Please revise the passage on the J-15 and Chinese arms sales, starting at "He said Cameroon" and ending at "concerns, Chang said.", so that "credit line" takes the place of "loan".

▶ Page excerpt:
++++++++

The technical problems seem to be traceable to the J-15’s indigenously developed engines and flight control system.
“The J-15 is a problematic aircraft – its unstable flight control system was the key factor behind the two fatal accidents two years ago,” a source told the SCMP.
This is the J-15, the much hyped program that was a "perfect" example of how China had adapted the Flanker & took the Ukrainians help to navalize it, how it would defeat the Indian MiG-29K (which was flawed etc) and an equal of the Super Hornet etc etc.
This is the result of your "fast iteration cycles". A whole program, gone. Yes learning & all, but with what compromises made along the way.
Even articles like SCMP attempting to support Chinese arms let the cat out of the bag:
https://www.scmp.com/news/china/diploma ... ity-issues
2016
At September’s Africa Aerospace and Defence air show in Pretoria, South Africa, Chinese exhibitors struggled to find buyers even though Beijing tried hard to secure sales of its L-15 Falcon trainer and JF-17 fighter, Andrei Chang, the founder of military magazine Kanwa Asian Defence, told the South China Morning Post.
He said Cameroon had received four Harbin Z-9 attack helicopters from China after Beijing offered a US$100 million loan last year, but one of them had crashed soon after being handed over. Cameroon was still negotiating with China over the accident and had no any plans to buy any more Chinese weapons due to quality concerns, Chang said.
Cameroon (!!) had quality concerns over the Z-9, an AS-365 Dauphin copy etc.
And the idea they "skip" testing is rather inaccurate, Sir. Since you yourself posted this:
6. A few years back, a PRC sub literally killed its crew due to a malfunctioning battery/propulsion problem.
That was them testing their AIP prototype not a production model, Karan ji. They lost over 70, I believe, but didn't give up. They also lost 40 crew and technicians testing their flying chapati on a turboprop transport (sounds familiar?) and didn't give up. They lost who knows how many in the well-document travails in the development and testing of the J-10 and J-15.

++++++++

▶ Dataset content:
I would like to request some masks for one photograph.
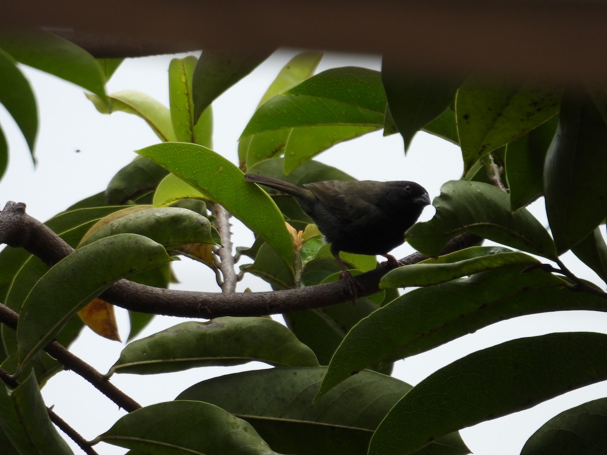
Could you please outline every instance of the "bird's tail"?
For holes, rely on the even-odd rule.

++++++++

▶ Reply:
He said Cameroon had received four Harbin Z-9 attack helicopters from China after Beijing offered a US$100 million credit line last year, but one of them had crashed soon after being handed over. Cameroon was still negotiating with China over the accident and had no any plans to buy any more Chinese weapons due to quality concerns, Chang said.